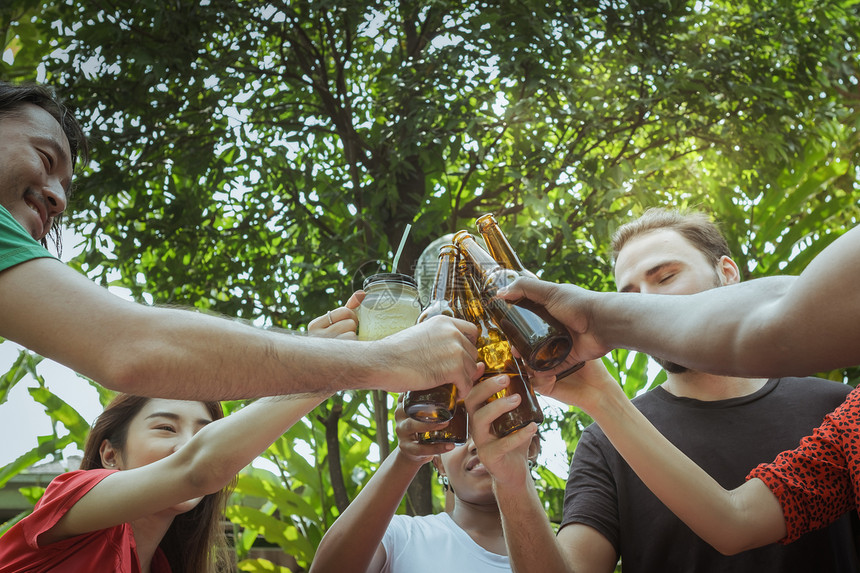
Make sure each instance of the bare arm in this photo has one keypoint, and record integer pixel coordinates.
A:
(773, 326)
(354, 542)
(129, 347)
(532, 544)
(206, 464)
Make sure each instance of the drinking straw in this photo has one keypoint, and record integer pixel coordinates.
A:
(400, 248)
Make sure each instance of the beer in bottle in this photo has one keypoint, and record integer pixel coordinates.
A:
(437, 404)
(494, 351)
(456, 432)
(502, 251)
(539, 338)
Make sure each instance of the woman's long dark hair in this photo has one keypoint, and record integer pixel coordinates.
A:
(195, 542)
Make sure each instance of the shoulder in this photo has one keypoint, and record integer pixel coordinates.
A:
(73, 484)
(813, 388)
(16, 245)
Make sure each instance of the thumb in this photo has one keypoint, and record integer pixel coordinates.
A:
(355, 300)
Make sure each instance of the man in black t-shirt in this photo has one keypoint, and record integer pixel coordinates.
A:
(726, 425)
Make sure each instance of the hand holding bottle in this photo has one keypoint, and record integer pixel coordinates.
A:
(506, 458)
(408, 436)
(437, 351)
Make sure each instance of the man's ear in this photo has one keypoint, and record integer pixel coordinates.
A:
(111, 457)
(437, 463)
(728, 271)
(534, 448)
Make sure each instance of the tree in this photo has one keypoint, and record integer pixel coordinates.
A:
(252, 158)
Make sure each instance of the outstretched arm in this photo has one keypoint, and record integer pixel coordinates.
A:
(55, 311)
(773, 326)
(207, 463)
(353, 544)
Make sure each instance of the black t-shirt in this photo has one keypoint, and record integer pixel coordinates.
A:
(726, 438)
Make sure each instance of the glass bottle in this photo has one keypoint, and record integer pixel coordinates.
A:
(494, 351)
(390, 305)
(499, 246)
(437, 404)
(502, 251)
(539, 338)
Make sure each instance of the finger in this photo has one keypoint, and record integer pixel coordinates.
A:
(471, 371)
(482, 391)
(486, 415)
(468, 329)
(518, 440)
(428, 450)
(412, 426)
(535, 290)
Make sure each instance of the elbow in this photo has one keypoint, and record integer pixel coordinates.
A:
(205, 472)
(728, 548)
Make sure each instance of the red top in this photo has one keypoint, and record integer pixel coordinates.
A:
(817, 482)
(111, 549)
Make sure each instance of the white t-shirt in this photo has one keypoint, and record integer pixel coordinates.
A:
(433, 543)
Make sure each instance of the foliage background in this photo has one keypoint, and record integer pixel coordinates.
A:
(253, 158)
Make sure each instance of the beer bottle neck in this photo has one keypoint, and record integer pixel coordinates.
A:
(498, 244)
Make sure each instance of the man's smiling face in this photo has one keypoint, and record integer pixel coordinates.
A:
(35, 168)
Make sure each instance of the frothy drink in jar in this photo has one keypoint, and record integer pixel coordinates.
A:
(390, 305)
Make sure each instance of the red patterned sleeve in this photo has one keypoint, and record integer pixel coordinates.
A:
(813, 482)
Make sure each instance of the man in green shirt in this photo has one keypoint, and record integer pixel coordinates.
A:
(53, 310)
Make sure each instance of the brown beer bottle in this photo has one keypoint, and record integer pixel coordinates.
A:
(456, 432)
(502, 251)
(494, 351)
(539, 338)
(437, 404)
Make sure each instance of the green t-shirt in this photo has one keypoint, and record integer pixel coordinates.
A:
(16, 245)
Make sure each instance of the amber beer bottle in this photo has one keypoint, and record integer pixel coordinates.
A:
(494, 351)
(437, 404)
(540, 339)
(502, 251)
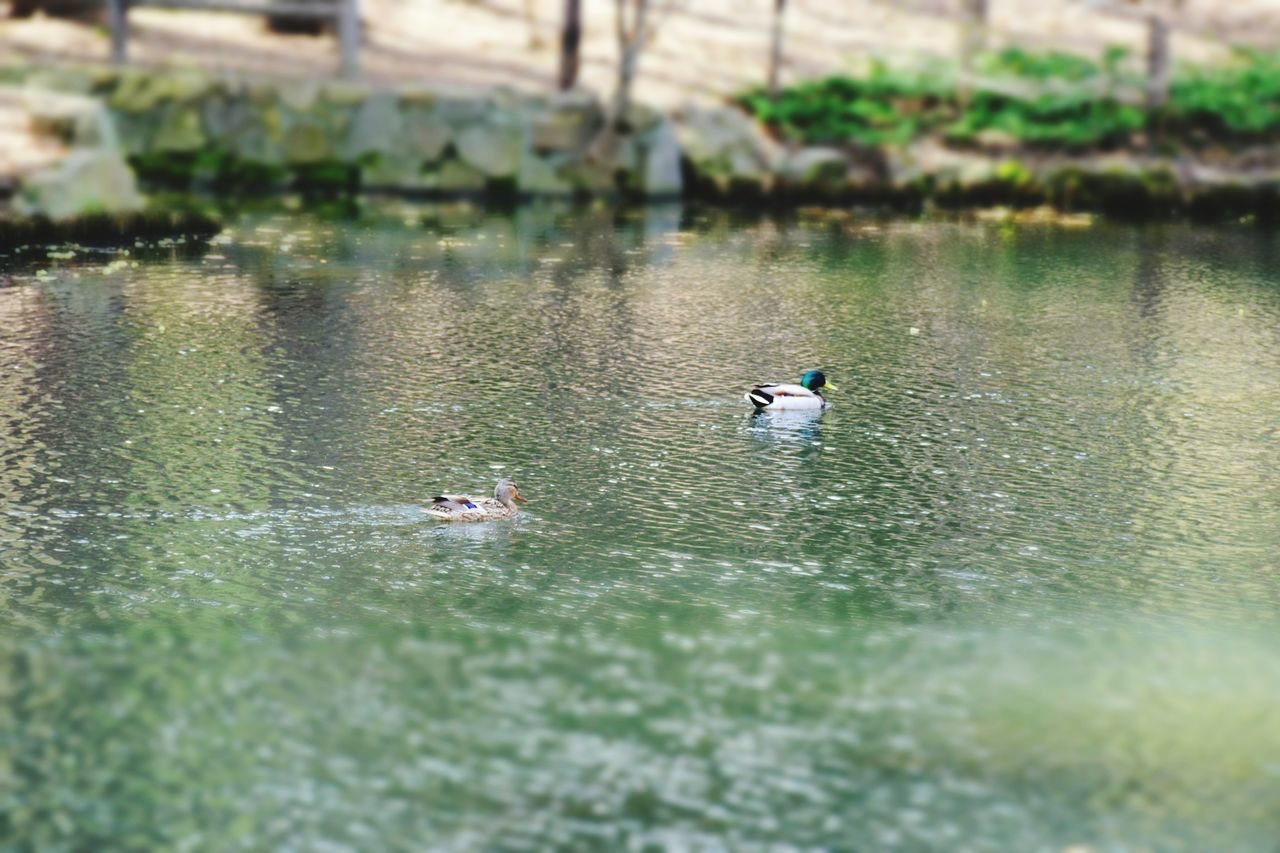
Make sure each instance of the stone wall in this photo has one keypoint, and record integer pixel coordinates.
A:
(199, 131)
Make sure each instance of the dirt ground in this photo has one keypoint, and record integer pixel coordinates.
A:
(702, 50)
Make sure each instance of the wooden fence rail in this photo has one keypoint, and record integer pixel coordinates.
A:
(343, 13)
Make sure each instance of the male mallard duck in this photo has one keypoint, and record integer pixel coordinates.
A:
(807, 395)
(457, 507)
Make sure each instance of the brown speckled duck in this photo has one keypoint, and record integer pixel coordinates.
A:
(458, 507)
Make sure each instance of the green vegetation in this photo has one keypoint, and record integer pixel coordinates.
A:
(1042, 100)
(886, 106)
(1242, 100)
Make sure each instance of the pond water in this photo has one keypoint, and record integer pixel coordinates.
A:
(1016, 589)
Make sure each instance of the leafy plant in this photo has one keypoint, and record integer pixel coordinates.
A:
(1242, 99)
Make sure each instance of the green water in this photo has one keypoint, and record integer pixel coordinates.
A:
(1018, 589)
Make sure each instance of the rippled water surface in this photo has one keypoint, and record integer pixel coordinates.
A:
(1018, 589)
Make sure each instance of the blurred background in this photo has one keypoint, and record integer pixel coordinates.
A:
(700, 49)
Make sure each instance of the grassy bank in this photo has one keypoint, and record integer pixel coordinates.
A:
(1047, 101)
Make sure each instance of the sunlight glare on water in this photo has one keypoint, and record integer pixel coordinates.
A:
(1015, 591)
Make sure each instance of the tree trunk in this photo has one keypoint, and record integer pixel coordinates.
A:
(571, 41)
(776, 48)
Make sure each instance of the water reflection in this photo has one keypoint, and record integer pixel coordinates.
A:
(1016, 589)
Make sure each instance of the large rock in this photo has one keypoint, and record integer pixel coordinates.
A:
(456, 177)
(85, 182)
(375, 128)
(727, 150)
(425, 135)
(493, 147)
(73, 119)
(179, 129)
(540, 176)
(661, 174)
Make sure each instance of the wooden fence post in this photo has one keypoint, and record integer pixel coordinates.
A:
(973, 40)
(348, 37)
(118, 21)
(1157, 60)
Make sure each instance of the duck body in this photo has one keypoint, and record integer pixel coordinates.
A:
(807, 395)
(461, 507)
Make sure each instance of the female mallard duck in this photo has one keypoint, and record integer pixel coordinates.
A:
(807, 395)
(457, 507)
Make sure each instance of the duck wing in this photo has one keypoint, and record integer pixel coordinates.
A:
(766, 395)
(452, 502)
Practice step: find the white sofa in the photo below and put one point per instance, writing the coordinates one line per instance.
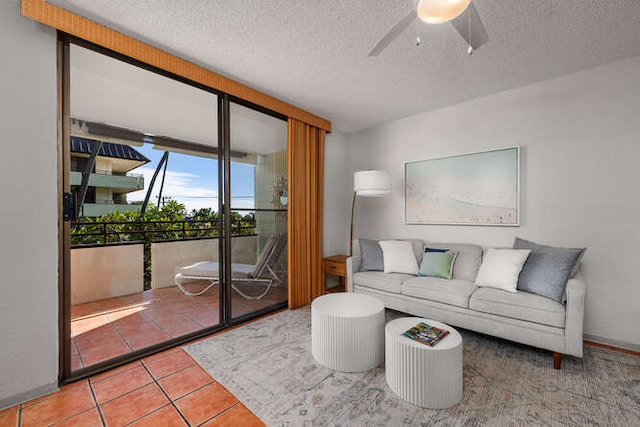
(521, 317)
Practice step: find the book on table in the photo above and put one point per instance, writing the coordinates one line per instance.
(426, 334)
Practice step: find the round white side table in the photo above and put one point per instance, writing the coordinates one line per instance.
(347, 331)
(429, 377)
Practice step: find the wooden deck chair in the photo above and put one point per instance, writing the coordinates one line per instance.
(261, 272)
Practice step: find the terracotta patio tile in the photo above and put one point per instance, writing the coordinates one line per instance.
(124, 313)
(205, 403)
(85, 419)
(58, 406)
(114, 371)
(137, 328)
(133, 405)
(162, 354)
(104, 352)
(150, 336)
(185, 381)
(121, 383)
(237, 415)
(68, 387)
(167, 416)
(185, 326)
(96, 337)
(81, 326)
(164, 366)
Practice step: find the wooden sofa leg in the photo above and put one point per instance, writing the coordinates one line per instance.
(557, 360)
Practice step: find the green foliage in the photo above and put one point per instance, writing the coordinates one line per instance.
(169, 222)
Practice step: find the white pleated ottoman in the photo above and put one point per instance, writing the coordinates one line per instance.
(429, 377)
(347, 331)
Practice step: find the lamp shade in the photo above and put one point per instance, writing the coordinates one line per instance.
(371, 183)
(439, 11)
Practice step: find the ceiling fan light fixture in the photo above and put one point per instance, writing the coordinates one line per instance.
(439, 11)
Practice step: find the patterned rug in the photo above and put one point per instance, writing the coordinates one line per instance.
(269, 367)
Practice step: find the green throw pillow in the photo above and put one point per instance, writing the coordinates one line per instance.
(437, 264)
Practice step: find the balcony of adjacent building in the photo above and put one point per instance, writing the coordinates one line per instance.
(124, 295)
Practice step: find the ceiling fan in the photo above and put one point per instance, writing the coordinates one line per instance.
(461, 13)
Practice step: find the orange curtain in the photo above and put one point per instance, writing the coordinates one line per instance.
(306, 162)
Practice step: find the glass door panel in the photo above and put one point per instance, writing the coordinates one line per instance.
(258, 210)
(143, 169)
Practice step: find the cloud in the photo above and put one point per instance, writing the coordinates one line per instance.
(183, 187)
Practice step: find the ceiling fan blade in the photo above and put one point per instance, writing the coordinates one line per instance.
(394, 32)
(473, 31)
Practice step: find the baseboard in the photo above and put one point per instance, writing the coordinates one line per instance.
(612, 344)
(28, 395)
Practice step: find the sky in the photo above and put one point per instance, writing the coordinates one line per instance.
(193, 180)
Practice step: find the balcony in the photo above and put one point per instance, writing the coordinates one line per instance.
(99, 209)
(123, 295)
(126, 183)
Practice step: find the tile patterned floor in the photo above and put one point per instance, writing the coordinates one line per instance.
(104, 329)
(167, 389)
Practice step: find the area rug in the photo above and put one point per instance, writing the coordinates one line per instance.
(268, 366)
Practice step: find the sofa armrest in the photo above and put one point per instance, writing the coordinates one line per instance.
(574, 317)
(353, 265)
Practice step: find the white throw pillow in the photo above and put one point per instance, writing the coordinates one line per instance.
(398, 257)
(500, 268)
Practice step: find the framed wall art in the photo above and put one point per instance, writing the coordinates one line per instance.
(470, 189)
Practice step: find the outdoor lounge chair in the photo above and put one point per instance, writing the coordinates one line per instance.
(263, 272)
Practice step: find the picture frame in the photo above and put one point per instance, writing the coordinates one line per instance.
(481, 188)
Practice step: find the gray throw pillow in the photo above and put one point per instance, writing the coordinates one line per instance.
(547, 269)
(371, 253)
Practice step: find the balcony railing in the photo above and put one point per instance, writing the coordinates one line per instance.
(103, 233)
(131, 182)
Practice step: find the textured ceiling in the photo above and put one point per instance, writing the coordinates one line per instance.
(313, 53)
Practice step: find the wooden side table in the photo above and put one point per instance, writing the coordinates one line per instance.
(337, 266)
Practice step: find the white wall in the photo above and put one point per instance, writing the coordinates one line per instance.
(106, 272)
(580, 139)
(338, 187)
(28, 211)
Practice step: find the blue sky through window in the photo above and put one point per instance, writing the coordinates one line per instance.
(193, 180)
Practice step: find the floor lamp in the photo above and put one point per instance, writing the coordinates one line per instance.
(371, 183)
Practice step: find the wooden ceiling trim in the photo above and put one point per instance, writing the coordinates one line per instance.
(75, 25)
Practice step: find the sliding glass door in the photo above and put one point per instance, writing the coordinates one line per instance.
(176, 201)
(257, 210)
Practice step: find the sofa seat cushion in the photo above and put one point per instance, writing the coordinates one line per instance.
(453, 292)
(521, 305)
(390, 282)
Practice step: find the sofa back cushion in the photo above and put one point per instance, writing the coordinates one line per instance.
(371, 254)
(467, 261)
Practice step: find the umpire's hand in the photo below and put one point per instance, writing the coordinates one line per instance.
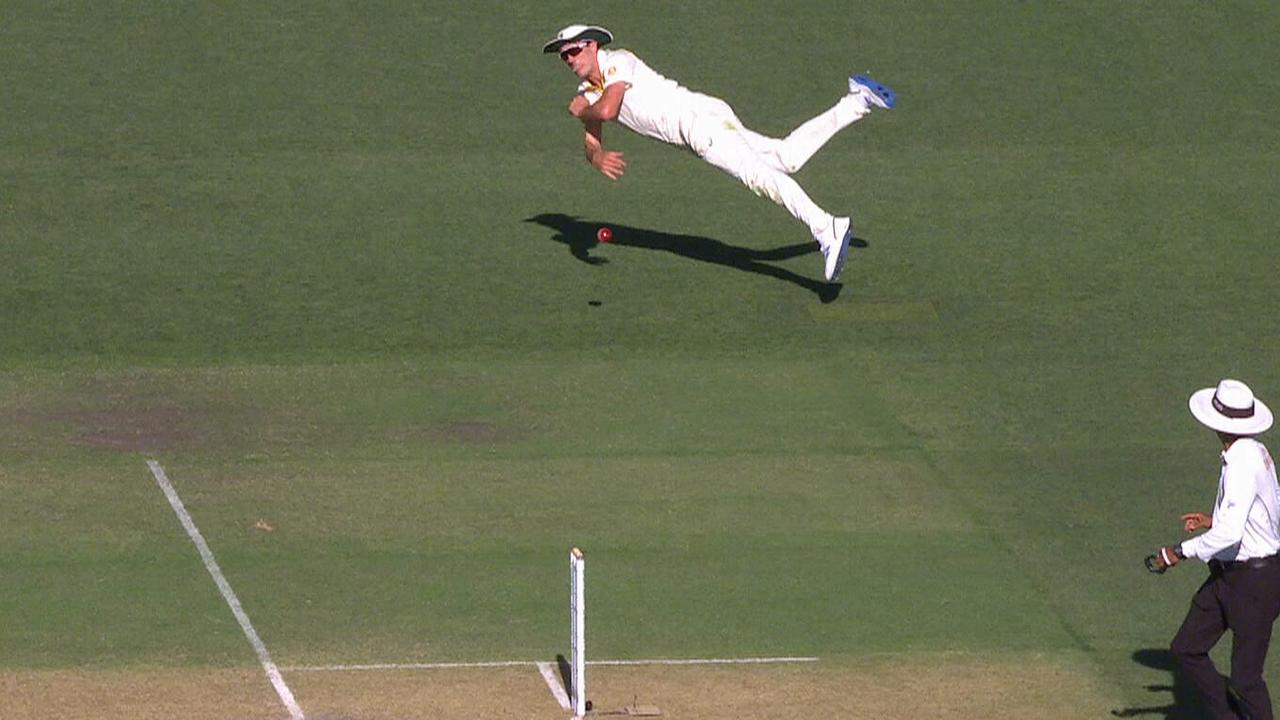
(1162, 560)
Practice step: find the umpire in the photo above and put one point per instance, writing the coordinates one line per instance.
(1242, 592)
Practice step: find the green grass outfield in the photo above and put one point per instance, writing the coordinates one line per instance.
(295, 254)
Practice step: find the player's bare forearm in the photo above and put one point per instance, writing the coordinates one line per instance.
(603, 110)
(609, 163)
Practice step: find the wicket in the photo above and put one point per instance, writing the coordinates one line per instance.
(577, 632)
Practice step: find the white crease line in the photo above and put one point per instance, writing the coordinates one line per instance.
(534, 662)
(273, 673)
(554, 684)
(707, 661)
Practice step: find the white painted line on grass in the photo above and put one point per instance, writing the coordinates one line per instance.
(534, 662)
(554, 684)
(707, 661)
(273, 673)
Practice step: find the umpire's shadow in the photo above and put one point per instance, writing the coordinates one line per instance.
(580, 237)
(1184, 701)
* * * * * * *
*Required task*
From the line holding "Practice step: find the wicket" through the last line above, reproduce each line exactly and add nothing.

*Full response*
Practice step: find the wicket in the photo above and put one point per instance, writing the coordinates one line per instance.
(577, 632)
Practice step: find the white crease line in the photo above and put one point per instance, writing the coordinates one line per instance.
(534, 662)
(273, 673)
(554, 684)
(707, 661)
Practice step: find the white painted line on grass in the photo above and put one point per instance, writing the coordinates one line per instance.
(534, 662)
(554, 684)
(707, 661)
(273, 673)
Practice step: find the umpire's shadow in the photo above and put one point per instance, writing the coordinates one line per instance.
(580, 237)
(1184, 701)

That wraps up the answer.